- _TASK BRIEF_
Print the data below line for line, changing nothing.

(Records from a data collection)
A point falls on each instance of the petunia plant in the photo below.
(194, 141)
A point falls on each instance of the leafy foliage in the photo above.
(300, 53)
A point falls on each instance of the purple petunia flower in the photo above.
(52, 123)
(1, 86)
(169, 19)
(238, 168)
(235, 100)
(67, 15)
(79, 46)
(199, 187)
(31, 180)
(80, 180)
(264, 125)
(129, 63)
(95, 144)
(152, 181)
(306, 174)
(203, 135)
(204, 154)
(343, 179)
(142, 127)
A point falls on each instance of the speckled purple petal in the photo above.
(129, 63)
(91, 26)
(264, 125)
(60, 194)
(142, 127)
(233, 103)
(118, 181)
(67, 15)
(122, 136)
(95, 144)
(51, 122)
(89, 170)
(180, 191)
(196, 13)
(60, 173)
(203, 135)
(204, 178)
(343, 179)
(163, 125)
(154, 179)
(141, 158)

- _WRITTEN REPLY_
A point falls on each instance of the petunia plant in the photo below.
(194, 141)
A point falls on each instance of the leafy foliage in the photo above.
(300, 53)
A point falls on each instance of the purple petunia flower in the photo above.
(52, 123)
(1, 86)
(169, 19)
(238, 168)
(235, 100)
(67, 15)
(79, 46)
(199, 187)
(31, 180)
(80, 180)
(264, 125)
(129, 63)
(95, 144)
(152, 181)
(306, 174)
(203, 135)
(204, 154)
(343, 179)
(142, 127)
A point falls on each instance of the speckled purple petal in the photo above.
(129, 63)
(91, 26)
(264, 125)
(60, 194)
(142, 127)
(233, 103)
(118, 181)
(67, 15)
(122, 136)
(95, 144)
(51, 122)
(89, 170)
(180, 191)
(196, 13)
(60, 173)
(203, 135)
(204, 178)
(343, 179)
(163, 125)
(154, 179)
(141, 158)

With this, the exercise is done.